What the task asks =
Check each line of the material below for "plant", then copy the ones that contain it.

+++ Data records

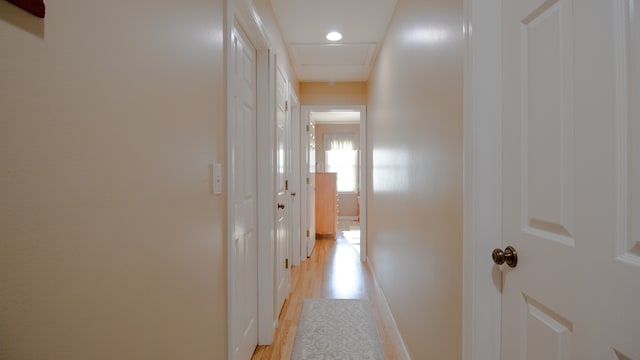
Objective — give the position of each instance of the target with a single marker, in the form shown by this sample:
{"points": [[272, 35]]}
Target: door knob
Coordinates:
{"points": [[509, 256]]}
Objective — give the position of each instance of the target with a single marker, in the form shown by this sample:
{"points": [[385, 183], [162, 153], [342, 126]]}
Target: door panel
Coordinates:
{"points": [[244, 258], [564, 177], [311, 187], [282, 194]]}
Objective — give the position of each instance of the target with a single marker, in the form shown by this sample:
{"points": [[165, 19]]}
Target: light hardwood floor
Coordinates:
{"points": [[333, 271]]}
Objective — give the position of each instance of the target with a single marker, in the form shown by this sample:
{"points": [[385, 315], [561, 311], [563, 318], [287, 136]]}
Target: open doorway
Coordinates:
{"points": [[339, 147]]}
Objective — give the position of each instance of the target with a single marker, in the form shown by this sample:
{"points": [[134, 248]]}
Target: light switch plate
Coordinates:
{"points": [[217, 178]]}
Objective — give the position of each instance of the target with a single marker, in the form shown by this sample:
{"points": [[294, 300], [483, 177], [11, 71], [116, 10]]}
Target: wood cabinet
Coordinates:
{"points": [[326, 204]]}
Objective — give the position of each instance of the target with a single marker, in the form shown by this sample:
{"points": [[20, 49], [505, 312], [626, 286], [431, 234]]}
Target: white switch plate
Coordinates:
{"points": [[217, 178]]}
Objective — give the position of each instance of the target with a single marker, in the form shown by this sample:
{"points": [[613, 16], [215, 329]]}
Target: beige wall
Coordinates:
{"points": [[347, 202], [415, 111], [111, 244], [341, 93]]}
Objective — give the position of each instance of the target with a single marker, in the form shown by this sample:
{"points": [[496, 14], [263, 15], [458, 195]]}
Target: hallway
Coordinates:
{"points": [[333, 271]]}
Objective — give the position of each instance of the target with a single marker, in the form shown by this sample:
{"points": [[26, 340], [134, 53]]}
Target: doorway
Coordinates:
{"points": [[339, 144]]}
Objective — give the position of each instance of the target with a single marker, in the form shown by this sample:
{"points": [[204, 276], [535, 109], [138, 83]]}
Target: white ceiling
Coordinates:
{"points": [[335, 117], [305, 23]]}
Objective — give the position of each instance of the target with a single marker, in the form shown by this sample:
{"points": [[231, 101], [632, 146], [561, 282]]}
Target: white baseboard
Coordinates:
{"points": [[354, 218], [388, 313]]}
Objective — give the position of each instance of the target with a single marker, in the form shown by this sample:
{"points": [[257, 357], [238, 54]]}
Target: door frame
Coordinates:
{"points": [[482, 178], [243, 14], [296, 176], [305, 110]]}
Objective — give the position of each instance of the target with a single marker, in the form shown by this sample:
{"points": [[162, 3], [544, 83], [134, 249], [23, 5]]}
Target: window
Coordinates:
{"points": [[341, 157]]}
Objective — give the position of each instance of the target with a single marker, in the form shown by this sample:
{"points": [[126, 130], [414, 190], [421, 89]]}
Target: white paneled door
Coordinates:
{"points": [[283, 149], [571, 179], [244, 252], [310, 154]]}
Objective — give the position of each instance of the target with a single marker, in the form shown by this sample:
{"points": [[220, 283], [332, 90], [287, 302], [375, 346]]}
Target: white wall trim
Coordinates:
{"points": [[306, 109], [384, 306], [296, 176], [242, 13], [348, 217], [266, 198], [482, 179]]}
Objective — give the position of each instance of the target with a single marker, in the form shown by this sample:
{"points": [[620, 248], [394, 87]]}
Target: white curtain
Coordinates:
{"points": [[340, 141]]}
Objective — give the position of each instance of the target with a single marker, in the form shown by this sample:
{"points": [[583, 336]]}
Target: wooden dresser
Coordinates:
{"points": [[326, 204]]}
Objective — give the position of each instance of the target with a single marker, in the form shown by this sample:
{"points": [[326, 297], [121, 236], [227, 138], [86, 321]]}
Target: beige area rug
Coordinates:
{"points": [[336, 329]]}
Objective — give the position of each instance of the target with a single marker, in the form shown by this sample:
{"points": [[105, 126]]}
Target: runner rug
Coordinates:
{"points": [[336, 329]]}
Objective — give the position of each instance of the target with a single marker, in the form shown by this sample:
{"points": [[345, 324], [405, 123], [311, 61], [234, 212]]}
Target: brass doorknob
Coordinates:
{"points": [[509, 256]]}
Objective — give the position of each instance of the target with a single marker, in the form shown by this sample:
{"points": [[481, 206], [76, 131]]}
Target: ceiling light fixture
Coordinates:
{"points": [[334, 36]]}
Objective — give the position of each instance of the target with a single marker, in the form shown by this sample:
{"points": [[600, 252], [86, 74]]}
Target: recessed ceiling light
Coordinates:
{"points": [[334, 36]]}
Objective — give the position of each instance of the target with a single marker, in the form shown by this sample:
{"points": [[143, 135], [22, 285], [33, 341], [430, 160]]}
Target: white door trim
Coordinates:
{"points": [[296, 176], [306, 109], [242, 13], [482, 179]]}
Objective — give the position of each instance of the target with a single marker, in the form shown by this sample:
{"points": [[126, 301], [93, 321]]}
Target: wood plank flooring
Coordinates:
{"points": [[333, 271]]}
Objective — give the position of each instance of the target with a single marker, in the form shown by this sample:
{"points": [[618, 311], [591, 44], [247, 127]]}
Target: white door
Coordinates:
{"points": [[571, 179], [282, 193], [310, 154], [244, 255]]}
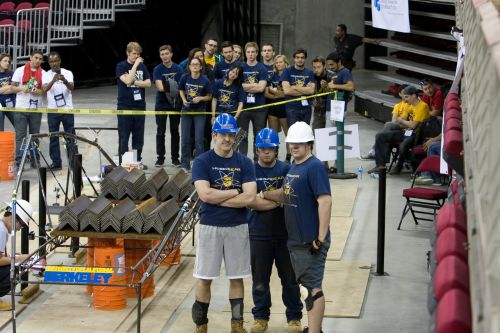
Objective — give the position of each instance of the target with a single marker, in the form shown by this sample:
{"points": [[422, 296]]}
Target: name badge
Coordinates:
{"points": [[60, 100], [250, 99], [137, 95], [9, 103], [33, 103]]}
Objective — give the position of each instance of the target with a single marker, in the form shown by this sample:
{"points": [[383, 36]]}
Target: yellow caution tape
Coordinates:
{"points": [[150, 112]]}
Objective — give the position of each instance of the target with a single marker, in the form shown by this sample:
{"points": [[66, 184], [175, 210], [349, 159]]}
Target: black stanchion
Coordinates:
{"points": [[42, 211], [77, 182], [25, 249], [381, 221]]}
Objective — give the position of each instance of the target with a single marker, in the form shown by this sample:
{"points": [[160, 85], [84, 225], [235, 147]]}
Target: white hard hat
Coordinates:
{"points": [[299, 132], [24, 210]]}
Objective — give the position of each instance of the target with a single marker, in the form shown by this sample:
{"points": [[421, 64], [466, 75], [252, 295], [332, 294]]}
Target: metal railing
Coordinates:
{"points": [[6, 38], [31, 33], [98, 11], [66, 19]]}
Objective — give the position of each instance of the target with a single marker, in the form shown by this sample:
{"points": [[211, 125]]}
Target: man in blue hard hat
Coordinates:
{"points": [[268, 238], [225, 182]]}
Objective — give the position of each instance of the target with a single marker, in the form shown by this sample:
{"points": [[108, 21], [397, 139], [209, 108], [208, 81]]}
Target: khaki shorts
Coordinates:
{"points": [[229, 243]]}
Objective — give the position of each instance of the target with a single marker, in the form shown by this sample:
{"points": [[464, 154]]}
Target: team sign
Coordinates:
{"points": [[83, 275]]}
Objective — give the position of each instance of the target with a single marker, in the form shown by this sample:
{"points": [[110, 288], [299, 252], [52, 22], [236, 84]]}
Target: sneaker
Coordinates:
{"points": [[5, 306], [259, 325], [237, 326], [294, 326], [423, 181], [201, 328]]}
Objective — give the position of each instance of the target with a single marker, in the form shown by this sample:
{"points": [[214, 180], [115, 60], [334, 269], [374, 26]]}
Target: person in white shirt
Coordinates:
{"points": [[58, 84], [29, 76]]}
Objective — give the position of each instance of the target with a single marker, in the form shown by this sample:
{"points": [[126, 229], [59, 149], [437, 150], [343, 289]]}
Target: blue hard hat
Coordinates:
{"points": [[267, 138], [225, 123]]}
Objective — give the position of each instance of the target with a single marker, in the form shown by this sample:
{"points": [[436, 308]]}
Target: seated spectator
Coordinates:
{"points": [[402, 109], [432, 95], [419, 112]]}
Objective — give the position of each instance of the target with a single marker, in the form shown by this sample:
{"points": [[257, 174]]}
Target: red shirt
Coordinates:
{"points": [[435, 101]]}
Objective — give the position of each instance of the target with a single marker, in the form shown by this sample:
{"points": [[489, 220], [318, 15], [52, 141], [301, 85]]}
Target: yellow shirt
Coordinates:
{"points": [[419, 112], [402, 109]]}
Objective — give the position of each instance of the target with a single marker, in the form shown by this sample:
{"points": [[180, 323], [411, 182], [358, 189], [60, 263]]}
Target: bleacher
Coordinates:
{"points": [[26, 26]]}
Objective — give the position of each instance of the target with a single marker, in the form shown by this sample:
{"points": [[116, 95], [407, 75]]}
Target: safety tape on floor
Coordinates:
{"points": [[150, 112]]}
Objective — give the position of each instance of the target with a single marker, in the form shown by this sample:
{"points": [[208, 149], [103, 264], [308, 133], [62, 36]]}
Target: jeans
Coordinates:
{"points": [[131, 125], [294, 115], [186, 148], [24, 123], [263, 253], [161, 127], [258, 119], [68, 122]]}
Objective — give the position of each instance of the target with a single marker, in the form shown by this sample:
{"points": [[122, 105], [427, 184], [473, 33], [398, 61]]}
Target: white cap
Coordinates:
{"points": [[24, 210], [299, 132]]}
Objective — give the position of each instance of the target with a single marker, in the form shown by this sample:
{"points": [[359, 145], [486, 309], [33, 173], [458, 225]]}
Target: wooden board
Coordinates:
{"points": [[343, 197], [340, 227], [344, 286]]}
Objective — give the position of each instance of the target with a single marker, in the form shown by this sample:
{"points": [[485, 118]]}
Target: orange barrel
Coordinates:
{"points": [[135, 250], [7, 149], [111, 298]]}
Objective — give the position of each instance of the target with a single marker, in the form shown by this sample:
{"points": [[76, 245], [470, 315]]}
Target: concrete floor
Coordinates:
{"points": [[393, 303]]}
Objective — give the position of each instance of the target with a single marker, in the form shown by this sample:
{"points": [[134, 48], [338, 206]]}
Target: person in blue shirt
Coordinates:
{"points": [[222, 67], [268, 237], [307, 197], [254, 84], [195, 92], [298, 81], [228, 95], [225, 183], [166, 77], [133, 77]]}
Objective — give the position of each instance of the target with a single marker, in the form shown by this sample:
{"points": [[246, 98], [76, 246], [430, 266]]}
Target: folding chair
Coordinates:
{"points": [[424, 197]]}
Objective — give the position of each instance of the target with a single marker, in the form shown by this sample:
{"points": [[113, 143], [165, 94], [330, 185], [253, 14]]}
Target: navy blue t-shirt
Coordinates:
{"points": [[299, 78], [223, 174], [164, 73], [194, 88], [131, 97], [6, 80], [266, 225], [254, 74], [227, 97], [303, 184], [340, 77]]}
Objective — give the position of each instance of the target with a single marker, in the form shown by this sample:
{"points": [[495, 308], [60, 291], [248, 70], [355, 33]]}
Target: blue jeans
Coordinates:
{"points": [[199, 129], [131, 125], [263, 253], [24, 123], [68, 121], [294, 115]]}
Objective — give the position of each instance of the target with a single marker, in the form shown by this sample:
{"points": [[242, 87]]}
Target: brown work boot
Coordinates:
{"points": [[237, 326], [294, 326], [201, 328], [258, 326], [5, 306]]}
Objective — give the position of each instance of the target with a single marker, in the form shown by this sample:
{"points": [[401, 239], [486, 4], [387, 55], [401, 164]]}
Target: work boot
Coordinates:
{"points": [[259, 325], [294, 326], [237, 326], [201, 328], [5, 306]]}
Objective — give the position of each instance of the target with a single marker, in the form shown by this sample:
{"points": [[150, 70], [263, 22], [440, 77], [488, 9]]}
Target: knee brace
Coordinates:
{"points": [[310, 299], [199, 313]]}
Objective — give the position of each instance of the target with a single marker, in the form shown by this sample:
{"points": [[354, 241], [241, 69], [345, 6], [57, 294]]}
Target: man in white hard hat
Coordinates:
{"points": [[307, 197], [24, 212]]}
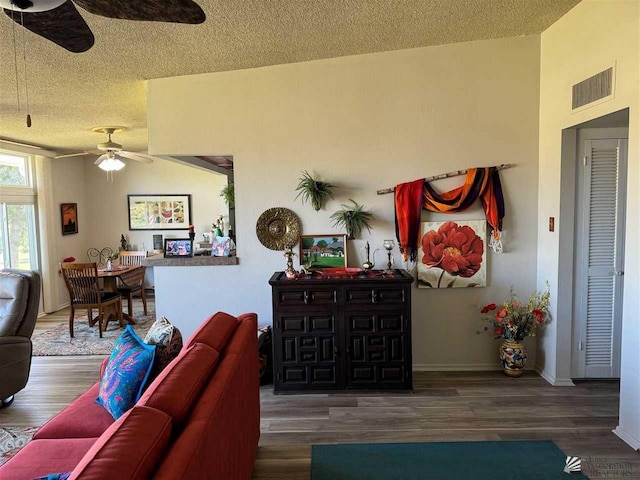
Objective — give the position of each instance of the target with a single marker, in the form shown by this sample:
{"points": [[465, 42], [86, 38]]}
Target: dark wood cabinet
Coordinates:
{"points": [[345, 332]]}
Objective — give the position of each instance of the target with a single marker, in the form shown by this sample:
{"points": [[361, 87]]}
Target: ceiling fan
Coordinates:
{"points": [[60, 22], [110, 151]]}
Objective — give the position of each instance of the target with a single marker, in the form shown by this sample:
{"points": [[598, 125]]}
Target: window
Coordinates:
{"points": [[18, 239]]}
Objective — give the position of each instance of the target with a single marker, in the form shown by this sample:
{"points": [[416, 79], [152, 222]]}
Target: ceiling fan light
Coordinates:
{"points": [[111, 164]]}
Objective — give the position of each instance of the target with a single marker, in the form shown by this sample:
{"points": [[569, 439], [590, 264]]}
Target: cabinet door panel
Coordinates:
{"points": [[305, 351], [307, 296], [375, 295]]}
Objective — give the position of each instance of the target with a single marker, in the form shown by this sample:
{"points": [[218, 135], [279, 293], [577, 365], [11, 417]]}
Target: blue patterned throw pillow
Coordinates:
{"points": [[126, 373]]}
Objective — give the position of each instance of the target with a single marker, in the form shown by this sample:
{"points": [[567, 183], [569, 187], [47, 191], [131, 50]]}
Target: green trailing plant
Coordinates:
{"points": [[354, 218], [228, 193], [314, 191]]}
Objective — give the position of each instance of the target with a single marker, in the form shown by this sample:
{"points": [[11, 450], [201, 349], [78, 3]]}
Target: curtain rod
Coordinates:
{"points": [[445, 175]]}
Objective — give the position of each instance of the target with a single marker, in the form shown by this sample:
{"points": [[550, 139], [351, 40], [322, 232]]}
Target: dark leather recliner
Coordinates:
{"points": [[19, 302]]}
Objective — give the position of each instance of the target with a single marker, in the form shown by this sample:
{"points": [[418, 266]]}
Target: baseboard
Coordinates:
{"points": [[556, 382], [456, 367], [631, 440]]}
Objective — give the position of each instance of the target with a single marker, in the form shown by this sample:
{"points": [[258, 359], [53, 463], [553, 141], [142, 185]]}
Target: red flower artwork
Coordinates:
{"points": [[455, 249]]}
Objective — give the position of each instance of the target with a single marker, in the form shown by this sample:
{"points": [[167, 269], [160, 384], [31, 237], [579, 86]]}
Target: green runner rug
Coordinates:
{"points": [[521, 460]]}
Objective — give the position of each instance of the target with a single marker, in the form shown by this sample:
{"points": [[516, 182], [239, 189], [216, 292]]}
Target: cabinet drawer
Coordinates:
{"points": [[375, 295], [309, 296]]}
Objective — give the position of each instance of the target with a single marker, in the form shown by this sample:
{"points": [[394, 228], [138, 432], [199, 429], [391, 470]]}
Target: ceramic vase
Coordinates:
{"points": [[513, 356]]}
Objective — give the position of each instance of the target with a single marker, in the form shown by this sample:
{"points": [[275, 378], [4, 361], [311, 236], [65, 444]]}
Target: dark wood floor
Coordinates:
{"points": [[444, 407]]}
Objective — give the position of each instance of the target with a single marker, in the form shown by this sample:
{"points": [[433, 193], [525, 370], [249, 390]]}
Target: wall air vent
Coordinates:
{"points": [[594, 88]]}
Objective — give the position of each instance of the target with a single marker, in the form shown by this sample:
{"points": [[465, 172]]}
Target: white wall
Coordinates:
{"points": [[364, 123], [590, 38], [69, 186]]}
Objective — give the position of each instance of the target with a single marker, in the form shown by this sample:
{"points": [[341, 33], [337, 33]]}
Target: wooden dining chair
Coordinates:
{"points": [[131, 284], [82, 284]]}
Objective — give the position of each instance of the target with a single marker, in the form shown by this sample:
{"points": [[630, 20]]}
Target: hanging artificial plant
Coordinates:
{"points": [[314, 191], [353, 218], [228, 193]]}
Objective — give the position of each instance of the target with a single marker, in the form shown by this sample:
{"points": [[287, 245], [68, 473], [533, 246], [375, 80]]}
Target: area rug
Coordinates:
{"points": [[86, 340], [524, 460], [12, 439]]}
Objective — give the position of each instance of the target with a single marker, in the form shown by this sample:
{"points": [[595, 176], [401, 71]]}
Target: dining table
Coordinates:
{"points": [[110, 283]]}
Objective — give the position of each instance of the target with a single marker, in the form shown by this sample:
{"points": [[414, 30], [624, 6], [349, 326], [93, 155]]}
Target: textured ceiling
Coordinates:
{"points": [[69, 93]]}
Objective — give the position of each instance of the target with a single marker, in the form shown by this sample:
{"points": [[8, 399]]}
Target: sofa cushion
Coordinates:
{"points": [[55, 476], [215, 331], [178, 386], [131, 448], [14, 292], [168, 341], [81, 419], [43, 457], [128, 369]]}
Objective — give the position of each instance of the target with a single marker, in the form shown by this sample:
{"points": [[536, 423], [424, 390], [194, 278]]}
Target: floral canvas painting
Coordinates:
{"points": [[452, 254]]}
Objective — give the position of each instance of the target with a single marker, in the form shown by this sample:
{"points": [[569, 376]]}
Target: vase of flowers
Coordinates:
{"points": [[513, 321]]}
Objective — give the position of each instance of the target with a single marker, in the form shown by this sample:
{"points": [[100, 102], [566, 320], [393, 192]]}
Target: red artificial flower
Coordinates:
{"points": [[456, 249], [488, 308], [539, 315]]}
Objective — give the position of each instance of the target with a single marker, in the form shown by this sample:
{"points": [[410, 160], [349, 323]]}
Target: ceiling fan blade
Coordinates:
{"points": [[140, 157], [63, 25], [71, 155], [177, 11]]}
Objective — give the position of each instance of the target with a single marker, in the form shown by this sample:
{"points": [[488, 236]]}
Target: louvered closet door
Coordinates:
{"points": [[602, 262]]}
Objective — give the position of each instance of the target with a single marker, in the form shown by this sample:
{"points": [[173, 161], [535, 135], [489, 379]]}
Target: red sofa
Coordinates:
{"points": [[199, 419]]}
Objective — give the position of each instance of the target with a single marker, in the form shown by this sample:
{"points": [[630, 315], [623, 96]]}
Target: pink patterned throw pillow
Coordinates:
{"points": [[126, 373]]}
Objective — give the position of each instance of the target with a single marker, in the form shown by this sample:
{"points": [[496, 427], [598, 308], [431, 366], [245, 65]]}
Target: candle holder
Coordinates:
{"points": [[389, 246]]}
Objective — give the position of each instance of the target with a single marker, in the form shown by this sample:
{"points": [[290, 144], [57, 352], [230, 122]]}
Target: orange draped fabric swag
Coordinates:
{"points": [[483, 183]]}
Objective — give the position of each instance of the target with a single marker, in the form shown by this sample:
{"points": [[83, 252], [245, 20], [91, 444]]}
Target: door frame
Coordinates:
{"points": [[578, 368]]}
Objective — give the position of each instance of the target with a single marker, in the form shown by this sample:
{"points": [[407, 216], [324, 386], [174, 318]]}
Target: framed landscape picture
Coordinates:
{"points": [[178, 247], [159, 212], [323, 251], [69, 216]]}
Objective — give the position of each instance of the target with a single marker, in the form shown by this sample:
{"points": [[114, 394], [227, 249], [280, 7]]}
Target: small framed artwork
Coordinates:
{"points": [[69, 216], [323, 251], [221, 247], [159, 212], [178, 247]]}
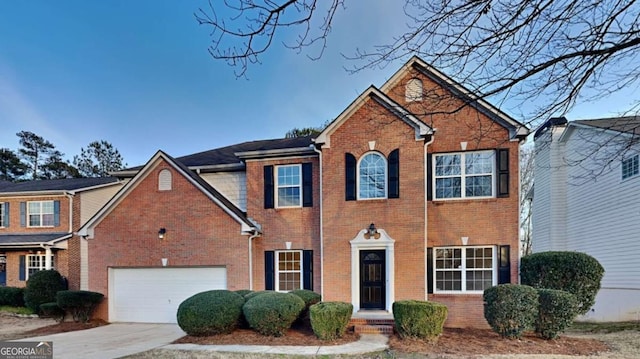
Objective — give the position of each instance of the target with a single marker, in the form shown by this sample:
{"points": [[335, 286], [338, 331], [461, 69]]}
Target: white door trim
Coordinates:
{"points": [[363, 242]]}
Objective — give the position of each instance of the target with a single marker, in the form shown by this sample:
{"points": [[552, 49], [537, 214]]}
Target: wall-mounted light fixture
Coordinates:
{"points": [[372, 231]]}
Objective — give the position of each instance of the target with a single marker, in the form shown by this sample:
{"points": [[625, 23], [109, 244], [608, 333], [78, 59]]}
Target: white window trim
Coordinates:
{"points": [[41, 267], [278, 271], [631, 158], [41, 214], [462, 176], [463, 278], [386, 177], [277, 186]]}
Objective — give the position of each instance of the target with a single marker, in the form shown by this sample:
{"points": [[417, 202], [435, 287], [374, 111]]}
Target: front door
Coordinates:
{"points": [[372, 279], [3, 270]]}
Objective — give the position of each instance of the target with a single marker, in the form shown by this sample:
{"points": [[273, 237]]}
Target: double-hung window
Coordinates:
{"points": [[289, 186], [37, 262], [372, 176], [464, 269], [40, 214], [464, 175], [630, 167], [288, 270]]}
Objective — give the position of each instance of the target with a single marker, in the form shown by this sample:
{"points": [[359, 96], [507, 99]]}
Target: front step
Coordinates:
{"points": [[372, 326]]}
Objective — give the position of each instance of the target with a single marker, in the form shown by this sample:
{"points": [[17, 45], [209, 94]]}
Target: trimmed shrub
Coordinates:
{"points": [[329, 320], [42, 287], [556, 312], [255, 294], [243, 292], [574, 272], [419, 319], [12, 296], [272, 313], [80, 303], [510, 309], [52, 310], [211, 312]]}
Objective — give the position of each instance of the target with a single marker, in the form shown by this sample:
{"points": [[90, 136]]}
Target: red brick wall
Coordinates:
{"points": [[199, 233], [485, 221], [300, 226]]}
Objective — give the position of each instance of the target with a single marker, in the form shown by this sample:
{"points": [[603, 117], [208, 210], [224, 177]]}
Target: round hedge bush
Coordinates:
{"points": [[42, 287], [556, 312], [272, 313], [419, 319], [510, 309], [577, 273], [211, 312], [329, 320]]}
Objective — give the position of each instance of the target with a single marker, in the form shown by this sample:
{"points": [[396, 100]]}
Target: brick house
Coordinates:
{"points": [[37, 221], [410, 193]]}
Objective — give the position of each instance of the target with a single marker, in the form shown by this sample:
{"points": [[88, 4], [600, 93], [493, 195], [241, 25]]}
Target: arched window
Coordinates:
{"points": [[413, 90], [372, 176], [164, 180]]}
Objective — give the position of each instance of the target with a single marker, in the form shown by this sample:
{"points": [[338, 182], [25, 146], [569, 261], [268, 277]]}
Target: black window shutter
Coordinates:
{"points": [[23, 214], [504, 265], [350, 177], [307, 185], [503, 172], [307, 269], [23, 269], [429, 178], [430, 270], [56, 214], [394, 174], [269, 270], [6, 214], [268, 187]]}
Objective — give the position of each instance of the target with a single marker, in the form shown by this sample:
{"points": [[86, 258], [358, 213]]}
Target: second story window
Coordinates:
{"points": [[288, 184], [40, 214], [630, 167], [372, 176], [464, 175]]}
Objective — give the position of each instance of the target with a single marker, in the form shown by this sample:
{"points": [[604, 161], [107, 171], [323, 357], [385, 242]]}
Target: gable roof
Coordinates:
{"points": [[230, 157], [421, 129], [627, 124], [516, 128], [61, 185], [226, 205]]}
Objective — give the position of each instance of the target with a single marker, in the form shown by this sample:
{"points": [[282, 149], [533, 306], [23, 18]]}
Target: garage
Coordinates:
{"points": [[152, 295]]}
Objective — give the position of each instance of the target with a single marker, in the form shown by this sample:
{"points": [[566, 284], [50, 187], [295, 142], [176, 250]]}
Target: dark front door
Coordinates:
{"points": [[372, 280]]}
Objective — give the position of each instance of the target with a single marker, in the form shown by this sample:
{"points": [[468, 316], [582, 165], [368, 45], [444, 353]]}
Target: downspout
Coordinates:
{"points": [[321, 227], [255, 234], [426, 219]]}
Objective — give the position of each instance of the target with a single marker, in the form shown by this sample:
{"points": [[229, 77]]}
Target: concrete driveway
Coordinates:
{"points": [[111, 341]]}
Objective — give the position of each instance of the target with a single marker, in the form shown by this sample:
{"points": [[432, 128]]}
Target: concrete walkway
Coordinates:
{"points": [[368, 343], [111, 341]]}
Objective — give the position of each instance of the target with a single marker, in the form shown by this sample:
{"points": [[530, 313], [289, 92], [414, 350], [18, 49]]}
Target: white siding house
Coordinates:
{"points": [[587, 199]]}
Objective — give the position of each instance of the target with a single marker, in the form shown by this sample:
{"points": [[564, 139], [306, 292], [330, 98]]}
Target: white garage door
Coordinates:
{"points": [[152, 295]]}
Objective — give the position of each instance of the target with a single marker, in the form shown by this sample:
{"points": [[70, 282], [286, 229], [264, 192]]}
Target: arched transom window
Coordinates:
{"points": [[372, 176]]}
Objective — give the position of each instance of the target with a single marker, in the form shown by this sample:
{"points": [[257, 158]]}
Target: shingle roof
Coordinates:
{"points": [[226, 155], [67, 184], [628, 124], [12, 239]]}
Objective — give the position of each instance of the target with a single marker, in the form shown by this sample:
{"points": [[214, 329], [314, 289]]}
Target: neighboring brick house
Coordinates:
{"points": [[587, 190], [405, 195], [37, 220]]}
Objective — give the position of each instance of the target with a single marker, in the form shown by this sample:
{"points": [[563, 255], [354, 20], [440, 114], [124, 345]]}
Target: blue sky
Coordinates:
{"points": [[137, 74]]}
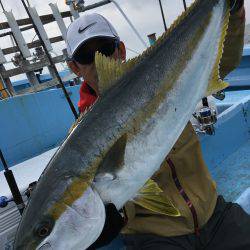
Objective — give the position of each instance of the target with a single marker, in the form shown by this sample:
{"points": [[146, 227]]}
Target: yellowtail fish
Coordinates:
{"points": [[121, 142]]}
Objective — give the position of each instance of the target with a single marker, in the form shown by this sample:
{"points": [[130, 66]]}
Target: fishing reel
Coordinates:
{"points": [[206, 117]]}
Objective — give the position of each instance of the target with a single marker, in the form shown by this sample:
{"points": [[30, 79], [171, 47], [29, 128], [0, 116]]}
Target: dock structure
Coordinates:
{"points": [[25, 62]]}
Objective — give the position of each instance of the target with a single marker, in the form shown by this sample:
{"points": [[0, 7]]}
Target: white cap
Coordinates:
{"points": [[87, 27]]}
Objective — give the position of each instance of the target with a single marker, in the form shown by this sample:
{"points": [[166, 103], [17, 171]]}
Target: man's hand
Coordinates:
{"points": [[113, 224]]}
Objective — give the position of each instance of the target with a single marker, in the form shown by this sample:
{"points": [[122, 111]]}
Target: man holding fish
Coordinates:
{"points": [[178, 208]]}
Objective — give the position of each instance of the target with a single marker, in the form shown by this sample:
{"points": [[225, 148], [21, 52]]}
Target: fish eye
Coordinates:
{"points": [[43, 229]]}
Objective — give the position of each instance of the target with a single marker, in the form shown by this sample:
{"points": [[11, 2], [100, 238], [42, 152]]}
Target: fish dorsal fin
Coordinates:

++++++

Solution to this exercise =
Target: green trailing plant
Target: hanging artificial plant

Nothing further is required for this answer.